▶ [WHAT IS REQUIRED] Transcribe every line exactly. Leave the pictures behind.
━━━━━ RECORDS PROVIDED ━━━━━
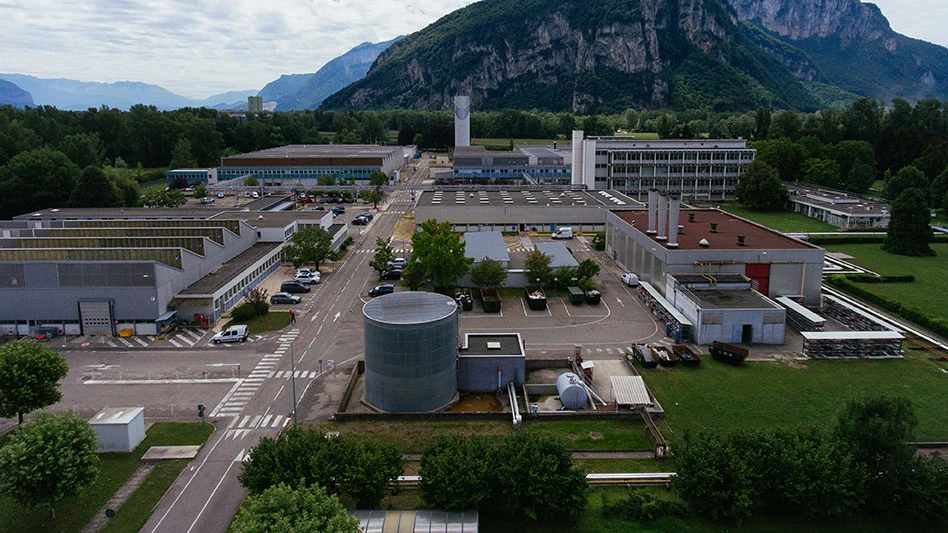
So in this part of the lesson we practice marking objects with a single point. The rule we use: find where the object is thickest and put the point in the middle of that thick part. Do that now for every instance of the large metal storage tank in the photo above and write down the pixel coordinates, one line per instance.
(411, 349)
(572, 393)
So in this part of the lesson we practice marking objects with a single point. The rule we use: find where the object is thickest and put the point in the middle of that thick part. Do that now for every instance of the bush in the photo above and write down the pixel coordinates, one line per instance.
(244, 312)
(643, 505)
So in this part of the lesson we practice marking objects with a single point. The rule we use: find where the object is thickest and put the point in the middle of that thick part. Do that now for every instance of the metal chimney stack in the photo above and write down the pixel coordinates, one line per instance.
(652, 211)
(674, 207)
(662, 218)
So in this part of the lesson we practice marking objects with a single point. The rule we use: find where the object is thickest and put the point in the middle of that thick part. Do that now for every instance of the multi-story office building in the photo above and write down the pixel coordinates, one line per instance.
(696, 169)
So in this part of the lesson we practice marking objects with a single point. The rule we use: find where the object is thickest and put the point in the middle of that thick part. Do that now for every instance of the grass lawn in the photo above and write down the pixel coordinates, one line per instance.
(73, 514)
(770, 394)
(272, 321)
(929, 291)
(784, 221)
(412, 436)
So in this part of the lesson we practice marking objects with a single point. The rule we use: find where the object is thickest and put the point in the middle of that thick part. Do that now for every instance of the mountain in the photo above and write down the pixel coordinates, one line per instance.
(79, 95)
(334, 75)
(592, 56)
(604, 56)
(10, 94)
(283, 87)
(853, 47)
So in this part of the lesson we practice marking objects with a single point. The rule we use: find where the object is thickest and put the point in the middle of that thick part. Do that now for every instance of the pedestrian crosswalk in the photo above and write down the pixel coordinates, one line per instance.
(233, 403)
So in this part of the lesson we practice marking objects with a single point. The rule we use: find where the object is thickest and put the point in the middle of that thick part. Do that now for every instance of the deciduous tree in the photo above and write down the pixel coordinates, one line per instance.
(309, 245)
(909, 232)
(29, 377)
(49, 458)
(760, 188)
(488, 273)
(438, 253)
(293, 510)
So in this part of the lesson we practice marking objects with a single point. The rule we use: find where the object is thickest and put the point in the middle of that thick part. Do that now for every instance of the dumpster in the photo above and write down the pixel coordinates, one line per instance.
(576, 295)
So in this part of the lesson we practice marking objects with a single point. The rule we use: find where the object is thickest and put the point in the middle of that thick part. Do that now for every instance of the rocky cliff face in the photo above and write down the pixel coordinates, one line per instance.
(853, 47)
(850, 21)
(579, 56)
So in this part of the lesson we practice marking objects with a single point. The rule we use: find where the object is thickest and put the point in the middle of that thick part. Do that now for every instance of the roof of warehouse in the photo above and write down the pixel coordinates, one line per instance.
(729, 226)
(479, 345)
(409, 307)
(226, 273)
(319, 150)
(479, 245)
(630, 390)
(478, 197)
━━━━━
▶ [RESULT OF THIS TASK]
So in this part of the lesson we practice marking objects with a single point. The rule we use: find where the object is thickest and put the point in the middle of that thick part. Do that now for every instance of the large metal storage tank in the photo above and write down the pixel coordinates, one line per instance.
(411, 349)
(572, 393)
So in this part of the lesson we practice marking objects with a single point. The rule we use: find where the object is thickest and put the point in the middle of that thick part. Do that now for every instance of the bush in the photo above and write down the pixel coordinates, one line per instance.
(244, 312)
(643, 505)
So in this part of the lesson we practice marking objects with a single point. The rule we use: find where the object is thickest and put the point in the middle of that thick part. Do that now for every instance of the metal chimney stack in the photo above and write down the pixel coordinates, one line per instance.
(652, 211)
(674, 207)
(662, 218)
So in this part of the lesson we practice marking objects with a single point. The rule we use: find where the object is thickest and put the point in the middle of that thick part. Do that now for every instance of the multi-story office building in the photo above and write down the pixel coordinates, one line per instance.
(696, 169)
So in this part of the lesson we practice marking objects with a single point. The rule we use: find where the object is thickest and put the point in the middle of that thick part. Do that now for every instance of the grass lawn in the photo above and write down the pixel coordinates, one line per instance.
(73, 514)
(770, 394)
(272, 321)
(929, 291)
(784, 221)
(412, 436)
So in this part of the lesson we practice marking objects with a single point. The rule we use: find where the object is thickest and put the point in the middle of that thick part. Do that now for every instance of the mountain in the photo above and write down the pixel coordinates, one line per instance.
(79, 95)
(334, 75)
(592, 56)
(604, 56)
(10, 94)
(283, 87)
(853, 47)
So in this part of the lesson we practice marking objects with a single point. The rule we use: find where the object is thickest and put the point in the middle of that thick part. Do that now for every instance of the pedestrian crosswalk in the photo above and write down the pixel coordinates, one line per instance.
(233, 403)
So in this part of the lesson we practice marking objects with a single point. The rule we use: find where the object is thickest and put the point in the middle of that thick part. Do that now for every instance of the deciduous tree in the photo above and write down the pixel coordinates, one line per instance.
(309, 245)
(909, 232)
(29, 377)
(49, 458)
(760, 188)
(488, 273)
(438, 253)
(293, 510)
So in this part of the lesson we practice marking objects with a single point. The rule we use: find where the object is thickest and put the point in the middle of that thick part. Do that now for every instance of the dumpster in the photo above and write down the pixel coordinates, one line per instance.
(576, 295)
So in this part of the lesson we practice marking objects with a single point. The rule we use: find where the object is thickest and put the point in the middle of that thick part. Do that now for every instance of the rocky cliff face in the photo above and write down the pixel coordinates, one line per instance.
(853, 47)
(850, 21)
(579, 56)
So in this part of the lesson we practice marking objects with a single point. The rule we use: find where the object is thickest and put the point in the middle of that thick part. Do that now for every instance of the roof of warehouse in the photo above and write down the pixel coordinates, one line per instance.
(729, 226)
(479, 345)
(409, 307)
(226, 273)
(319, 150)
(479, 245)
(630, 390)
(478, 197)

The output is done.